═══ Recorded data ═══
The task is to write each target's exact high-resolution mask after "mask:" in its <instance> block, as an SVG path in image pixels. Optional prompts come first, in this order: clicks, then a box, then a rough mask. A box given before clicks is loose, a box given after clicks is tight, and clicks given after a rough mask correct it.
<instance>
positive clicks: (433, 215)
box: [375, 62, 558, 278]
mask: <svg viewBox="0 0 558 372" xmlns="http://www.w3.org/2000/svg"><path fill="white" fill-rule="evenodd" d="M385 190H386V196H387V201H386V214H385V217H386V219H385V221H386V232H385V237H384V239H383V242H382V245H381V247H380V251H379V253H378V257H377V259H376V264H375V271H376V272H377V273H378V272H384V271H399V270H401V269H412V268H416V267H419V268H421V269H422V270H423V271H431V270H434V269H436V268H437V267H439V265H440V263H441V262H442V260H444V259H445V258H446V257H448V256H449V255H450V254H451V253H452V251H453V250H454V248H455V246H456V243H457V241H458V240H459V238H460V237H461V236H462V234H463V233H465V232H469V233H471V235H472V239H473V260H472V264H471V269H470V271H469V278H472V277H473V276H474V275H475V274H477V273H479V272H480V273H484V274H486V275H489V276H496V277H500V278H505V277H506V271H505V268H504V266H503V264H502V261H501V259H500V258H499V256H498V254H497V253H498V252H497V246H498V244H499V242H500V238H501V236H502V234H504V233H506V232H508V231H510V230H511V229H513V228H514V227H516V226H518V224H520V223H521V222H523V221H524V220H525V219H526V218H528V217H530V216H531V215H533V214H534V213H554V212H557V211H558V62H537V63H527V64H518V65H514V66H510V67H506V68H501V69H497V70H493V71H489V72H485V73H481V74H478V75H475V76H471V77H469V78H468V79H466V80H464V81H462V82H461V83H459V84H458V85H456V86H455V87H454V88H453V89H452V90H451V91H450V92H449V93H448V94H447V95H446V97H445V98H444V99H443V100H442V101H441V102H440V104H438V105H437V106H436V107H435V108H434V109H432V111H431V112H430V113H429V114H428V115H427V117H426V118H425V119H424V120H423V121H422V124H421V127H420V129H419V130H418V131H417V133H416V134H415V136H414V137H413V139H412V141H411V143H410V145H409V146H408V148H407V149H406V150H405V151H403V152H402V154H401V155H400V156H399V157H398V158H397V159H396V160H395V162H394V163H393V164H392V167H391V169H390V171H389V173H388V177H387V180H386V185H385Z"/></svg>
═══
▶ _Exercise details_
Count the rows above that contain the string "instance", treating uppercase and lowercase as different, and reply with the number alone.

▶ _Task result_
2